** Start Records supplied **
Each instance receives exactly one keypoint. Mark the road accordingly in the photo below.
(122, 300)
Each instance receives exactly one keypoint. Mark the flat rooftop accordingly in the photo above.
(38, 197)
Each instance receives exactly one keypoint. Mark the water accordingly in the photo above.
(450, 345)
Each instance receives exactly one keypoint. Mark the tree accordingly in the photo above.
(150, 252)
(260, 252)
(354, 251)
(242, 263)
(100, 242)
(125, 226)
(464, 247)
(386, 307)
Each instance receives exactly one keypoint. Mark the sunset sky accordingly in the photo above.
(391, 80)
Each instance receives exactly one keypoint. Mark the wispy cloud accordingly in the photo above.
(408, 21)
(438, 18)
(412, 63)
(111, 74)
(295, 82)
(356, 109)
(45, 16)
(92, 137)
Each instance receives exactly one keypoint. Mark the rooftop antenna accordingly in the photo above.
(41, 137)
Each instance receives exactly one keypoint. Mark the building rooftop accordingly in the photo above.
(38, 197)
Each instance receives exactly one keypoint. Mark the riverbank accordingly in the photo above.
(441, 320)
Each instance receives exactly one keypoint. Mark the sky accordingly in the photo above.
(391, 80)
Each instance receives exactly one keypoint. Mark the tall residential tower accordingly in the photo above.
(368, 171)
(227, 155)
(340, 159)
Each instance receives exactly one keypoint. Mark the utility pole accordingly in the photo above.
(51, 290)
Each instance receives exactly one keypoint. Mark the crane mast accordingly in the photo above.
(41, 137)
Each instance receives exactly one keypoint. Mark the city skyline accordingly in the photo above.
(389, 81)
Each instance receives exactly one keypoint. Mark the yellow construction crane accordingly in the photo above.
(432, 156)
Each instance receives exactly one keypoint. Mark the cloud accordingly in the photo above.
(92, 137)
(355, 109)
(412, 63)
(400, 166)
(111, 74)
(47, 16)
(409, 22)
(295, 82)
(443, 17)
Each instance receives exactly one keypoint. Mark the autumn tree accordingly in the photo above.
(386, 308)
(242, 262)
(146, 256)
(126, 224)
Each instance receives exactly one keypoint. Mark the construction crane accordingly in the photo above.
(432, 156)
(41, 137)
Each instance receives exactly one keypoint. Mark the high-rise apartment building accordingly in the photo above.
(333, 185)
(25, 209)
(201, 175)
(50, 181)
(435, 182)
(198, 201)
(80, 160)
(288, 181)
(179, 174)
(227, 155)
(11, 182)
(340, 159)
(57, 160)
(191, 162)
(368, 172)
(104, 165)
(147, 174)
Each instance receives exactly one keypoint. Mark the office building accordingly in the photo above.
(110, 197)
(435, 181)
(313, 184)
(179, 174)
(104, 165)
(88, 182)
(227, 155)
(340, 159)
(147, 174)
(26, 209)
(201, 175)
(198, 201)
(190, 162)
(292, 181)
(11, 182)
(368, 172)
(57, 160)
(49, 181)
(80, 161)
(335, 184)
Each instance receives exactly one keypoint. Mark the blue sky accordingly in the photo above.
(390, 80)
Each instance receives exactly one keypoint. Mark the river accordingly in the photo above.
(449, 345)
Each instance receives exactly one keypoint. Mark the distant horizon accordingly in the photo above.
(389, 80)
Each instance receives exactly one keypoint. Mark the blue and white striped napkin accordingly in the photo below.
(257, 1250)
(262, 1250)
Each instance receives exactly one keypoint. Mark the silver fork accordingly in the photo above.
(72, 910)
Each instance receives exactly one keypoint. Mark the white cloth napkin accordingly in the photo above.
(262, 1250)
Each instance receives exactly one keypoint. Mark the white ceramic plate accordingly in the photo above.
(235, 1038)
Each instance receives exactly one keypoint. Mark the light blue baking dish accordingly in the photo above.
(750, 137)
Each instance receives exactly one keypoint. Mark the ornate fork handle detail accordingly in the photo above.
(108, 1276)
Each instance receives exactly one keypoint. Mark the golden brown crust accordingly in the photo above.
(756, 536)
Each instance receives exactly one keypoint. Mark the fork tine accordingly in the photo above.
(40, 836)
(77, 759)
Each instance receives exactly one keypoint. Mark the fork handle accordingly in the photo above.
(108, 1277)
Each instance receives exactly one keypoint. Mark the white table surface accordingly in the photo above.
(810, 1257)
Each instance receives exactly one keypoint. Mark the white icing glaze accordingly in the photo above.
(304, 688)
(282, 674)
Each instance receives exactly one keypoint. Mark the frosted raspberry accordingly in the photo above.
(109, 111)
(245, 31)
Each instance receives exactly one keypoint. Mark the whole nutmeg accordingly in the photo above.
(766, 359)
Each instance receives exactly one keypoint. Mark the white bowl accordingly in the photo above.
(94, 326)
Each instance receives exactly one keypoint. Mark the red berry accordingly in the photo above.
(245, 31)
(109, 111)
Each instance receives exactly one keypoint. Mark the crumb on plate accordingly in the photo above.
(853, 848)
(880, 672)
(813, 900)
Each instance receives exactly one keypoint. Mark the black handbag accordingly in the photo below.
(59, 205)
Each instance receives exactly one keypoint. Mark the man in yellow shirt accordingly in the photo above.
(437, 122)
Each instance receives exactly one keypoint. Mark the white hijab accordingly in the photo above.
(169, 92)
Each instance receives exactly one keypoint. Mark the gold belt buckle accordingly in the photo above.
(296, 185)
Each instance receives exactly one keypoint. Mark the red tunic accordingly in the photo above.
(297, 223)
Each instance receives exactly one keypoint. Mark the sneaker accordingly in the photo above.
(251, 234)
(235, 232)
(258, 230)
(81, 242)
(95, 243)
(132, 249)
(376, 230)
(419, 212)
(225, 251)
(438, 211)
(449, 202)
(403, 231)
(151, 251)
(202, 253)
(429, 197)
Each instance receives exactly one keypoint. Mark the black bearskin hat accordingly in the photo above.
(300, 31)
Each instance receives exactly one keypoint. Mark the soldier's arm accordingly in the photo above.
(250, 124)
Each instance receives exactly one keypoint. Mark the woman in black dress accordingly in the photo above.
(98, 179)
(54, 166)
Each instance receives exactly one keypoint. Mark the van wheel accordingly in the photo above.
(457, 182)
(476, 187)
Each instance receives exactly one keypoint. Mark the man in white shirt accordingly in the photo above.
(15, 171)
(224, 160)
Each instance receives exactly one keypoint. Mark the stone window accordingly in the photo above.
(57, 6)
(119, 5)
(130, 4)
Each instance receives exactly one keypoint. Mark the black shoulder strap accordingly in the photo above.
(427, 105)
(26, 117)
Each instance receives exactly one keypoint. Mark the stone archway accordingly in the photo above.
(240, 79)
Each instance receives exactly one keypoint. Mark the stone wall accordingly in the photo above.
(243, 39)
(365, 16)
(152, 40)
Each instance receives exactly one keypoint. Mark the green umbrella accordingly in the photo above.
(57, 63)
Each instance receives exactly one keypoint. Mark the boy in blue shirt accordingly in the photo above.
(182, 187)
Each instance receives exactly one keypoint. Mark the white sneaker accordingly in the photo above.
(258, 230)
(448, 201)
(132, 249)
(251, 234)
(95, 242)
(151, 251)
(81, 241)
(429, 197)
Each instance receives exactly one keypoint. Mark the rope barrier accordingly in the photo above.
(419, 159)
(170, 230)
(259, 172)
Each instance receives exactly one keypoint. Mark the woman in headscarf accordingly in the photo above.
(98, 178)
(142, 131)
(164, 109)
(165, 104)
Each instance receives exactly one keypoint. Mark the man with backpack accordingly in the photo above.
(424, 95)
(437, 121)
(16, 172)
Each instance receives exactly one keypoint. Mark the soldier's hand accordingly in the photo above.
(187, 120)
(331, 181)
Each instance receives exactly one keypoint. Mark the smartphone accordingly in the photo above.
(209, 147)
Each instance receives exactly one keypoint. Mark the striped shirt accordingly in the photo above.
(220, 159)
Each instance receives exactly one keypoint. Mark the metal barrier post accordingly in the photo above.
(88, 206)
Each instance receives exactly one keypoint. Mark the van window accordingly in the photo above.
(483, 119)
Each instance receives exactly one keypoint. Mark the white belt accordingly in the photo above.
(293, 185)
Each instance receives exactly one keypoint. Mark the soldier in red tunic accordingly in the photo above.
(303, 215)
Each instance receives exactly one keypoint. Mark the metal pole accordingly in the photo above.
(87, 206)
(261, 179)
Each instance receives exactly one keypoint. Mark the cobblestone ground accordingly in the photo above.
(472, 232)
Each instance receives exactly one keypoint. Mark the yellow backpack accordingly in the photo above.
** End Records supplied **
» Task statement
Repeat exactly the lines from the one containing "archway accordingly in the photo above." through the last line of the records above, both included, and nothing else.

» Written answer
Each instance receives exactly one keypoint. Mark the stone archway accordingly in the photo above.
(240, 79)
Each instance receives exactly one keypoint. Mark the stone wall accordingly in the photo above.
(243, 39)
(365, 16)
(152, 40)
Each instance receives exactly one keypoint. Mark the green umbrella accordingly in the photo above.
(57, 63)
Each instance receives exactly one keypoint. Mark the boy in blue shirt accordingly in the photo above.
(182, 187)
Each instance receives exactly one keypoint. Mark the white sneaker accordingly in the photo above.
(258, 230)
(448, 201)
(132, 249)
(251, 234)
(95, 242)
(151, 251)
(81, 241)
(429, 197)
Each instance receives exactly one keypoint. Mark the rope barrier accordingly in the photo above.
(419, 159)
(170, 230)
(259, 172)
Each instance receives exactly one keypoint. Mark the woman in headscarf accordingly in the photo above.
(98, 178)
(142, 131)
(164, 109)
(165, 104)
Each instance receives exactly one keypoint. Mark the man with backpack accordingly in the photo above.
(424, 95)
(437, 121)
(16, 172)
Each instance receives exactly one keypoint. Mark the soldier's hand accordingly in the photo above.
(187, 120)
(331, 181)
Each instance receives exactly one keypoint. Mark the smartphone accordingly in the photo above.
(209, 147)
Each instance receives exactly one keypoint. Mark the striped shirt accordingly in the photo above.
(220, 159)
Each instance receives exactly one keypoint. Mark the metal barrier post accordingly in the photo above.
(88, 206)
Each instance receives exactly one keypoint. Mark the van window accordingly in the photo above.
(483, 119)
Each instance receives exactly one keypoint. Mark the white belt accordingly in the photo above.
(293, 185)
Each instance receives exactly one keypoint. Mark the soldier in red tunic accordingly in the photo above.
(303, 215)
Each instance receives exactly one keypoint. Mark the metal pole accordingly in the photo above.
(87, 206)
(261, 179)
Each instance receives exactly one keypoint. Mark the cobblestone ground accordingly in the photo above.
(472, 232)
Each instance receives exactly one keypoint. Mark the yellow backpack accordingly in the photo above.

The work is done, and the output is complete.